**Tarefas:**
1. Enumere todos os lugares (estados, países e cidades) mencionados pelo nome no excerto, sem repetir um mesmo lugar citado de formas diferentes.
2. Indique se cada afirmação concorda com o excerto, respondendo sim ou não e citando as palavras decisivas do texto: (a) Delma espera que os acusados recebam 80 anos de prisão; (b) Ali Ahmed atua no Consulado dos EUA em São Paulo; (c) Delma afirma que continua trabalhando normalmente.

**Excerto:**
━━━━━━━━━━━━━━━━━━━━━━━━━━━━━━
Ela virá ao Espírito Santo para acompanhar o julgamento. “Quero vê-los serem condenados”, desabafou. "Ela ajudou eles. Botou dentro da casa. Alugou carro para eles trabalharem. No final, quando ela pediu o quarto [de volta], eles mataram ela. Eu só tinha ela", contou, ao esclarecer ainda que tem depressão. "Tive que tirar o útero após ter minha filha e nunca mais tive saúde para trabalhar".

Delma ainda fala da punição que quer para os capixabas:

Nome do Autor da Citação

Cargo do Autor

"Minha expectativa é de que eles peguem 80 anos de cadeia. Eles foram muito cruel com minha filha. Era ela que me mantinha no Brasil, pagava meu aluguel. Agora, estou vivendo de favor na casa dos outros e de benefício do governo"
Telefone de Ana Paula Braga, morta nos EUA, nas mãos do assassino
Telefone de Ana Paula Braga, morta nos EUA, nas mãos de Thiago. Crédito: Redes sociais

O agente especial do Diplomatic Security Service (DSS) Ali Ahmed, do Consulado dos EUA em Porto Alegre, disse que a atuação em conjunto com o Brasil foi essencial para solucionar o crime brutal.

"Hoje é um ótimo exemplo de colaboração entre o Brasil e os Estados Unidos. Demonstramos como nosso alcance global contribuiu para combater a impunidade em crimes internacionais. Nós temos orgulhos de trabalhar com nossos parceiros brasileiros."
━━━━━━━━━━━━━━━━━━━━━━━━━━━━━━
**Dados extraídos:**
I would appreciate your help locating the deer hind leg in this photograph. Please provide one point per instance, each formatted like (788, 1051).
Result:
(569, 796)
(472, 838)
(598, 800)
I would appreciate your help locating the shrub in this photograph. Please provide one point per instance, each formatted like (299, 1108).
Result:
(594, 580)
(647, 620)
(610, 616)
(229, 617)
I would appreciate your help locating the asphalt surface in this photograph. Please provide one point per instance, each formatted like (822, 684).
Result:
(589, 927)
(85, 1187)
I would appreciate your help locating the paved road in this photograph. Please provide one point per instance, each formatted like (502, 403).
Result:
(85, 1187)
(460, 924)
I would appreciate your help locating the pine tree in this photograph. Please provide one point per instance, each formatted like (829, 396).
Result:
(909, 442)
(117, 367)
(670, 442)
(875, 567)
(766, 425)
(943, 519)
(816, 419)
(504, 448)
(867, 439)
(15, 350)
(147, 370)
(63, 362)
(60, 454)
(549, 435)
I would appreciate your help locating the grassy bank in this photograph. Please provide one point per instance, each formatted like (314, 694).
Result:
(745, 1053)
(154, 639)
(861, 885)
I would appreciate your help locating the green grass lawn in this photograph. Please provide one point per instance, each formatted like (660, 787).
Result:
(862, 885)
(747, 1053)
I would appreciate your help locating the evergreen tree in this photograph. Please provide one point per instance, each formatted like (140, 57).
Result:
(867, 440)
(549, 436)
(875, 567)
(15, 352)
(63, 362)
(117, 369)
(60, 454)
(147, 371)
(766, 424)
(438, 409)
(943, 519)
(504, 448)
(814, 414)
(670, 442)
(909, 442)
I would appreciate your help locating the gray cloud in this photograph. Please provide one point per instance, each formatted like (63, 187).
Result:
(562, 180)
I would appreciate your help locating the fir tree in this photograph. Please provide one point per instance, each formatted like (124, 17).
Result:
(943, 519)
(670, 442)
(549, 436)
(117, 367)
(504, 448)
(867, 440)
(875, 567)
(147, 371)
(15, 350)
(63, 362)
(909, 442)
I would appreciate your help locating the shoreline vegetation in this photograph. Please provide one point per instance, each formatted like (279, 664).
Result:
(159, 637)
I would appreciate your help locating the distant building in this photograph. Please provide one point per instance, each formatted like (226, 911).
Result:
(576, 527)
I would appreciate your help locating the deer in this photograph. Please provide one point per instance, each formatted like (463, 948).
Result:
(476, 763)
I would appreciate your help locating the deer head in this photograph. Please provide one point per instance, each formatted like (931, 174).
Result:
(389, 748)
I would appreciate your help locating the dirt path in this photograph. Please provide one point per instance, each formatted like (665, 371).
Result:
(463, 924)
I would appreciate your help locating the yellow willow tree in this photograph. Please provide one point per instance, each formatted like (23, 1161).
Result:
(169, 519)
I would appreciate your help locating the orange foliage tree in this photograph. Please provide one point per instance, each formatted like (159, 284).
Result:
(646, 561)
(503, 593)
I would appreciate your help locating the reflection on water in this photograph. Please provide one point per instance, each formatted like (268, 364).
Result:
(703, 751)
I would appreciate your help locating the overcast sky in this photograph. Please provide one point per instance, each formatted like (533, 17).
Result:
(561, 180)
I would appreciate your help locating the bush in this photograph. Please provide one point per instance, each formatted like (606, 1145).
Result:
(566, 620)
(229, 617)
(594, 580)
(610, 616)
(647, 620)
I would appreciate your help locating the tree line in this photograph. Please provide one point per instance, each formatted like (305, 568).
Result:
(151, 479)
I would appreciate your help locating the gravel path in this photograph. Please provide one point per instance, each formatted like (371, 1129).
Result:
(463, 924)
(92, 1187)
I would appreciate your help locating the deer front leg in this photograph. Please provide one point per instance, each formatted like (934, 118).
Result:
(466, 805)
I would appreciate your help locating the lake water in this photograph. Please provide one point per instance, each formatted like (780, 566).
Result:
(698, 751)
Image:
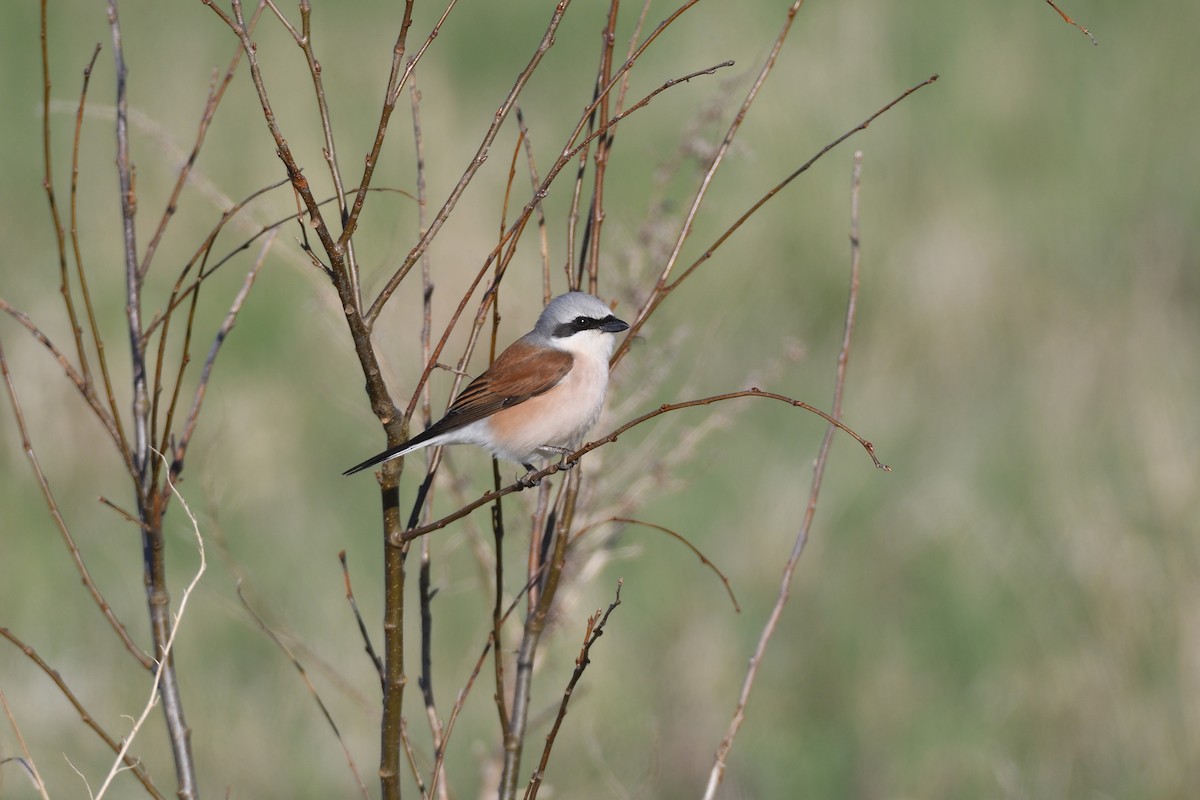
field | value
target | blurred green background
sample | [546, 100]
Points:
[1013, 612]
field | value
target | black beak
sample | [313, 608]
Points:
[610, 324]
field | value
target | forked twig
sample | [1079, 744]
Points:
[165, 655]
[27, 758]
[594, 631]
[802, 537]
[666, 408]
[678, 537]
[304, 675]
[131, 762]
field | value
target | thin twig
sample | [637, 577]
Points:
[799, 170]
[131, 762]
[802, 537]
[60, 523]
[678, 537]
[210, 108]
[358, 617]
[27, 761]
[185, 438]
[593, 632]
[660, 288]
[163, 654]
[498, 118]
[82, 274]
[1072, 22]
[489, 497]
[304, 675]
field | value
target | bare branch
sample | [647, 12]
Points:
[1072, 22]
[133, 763]
[304, 675]
[498, 118]
[489, 497]
[802, 537]
[180, 450]
[60, 523]
[678, 537]
[594, 631]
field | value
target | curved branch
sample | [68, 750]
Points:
[666, 408]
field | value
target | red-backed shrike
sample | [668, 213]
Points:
[541, 395]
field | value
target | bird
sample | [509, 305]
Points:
[540, 396]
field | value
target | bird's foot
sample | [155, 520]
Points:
[527, 481]
[563, 463]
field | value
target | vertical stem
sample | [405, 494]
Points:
[514, 739]
[149, 501]
[393, 644]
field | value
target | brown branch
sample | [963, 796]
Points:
[663, 289]
[217, 341]
[157, 596]
[358, 617]
[1072, 22]
[802, 536]
[803, 168]
[461, 701]
[27, 758]
[48, 186]
[531, 638]
[312, 690]
[666, 408]
[660, 288]
[216, 92]
[97, 341]
[132, 762]
[60, 523]
[514, 234]
[498, 118]
[678, 537]
[593, 632]
[84, 386]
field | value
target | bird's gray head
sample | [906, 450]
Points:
[576, 317]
━━━━━━━━━━━━━━━━━━━━━━━━━━━━━━
**Exercício resolvido:**
1.
- Espírito Santo
- Brasil
- EUA (também chamados de "Estados Unidos")
- Porto Alegre

2.
(a) Sim: "Minha expectativa é de que eles peguem 80 anos de cadeia."
(b) Não: "do Consulado dos EUA em Porto Alegre"
(c) Não: "nunca mais tive saúde para trabalhar"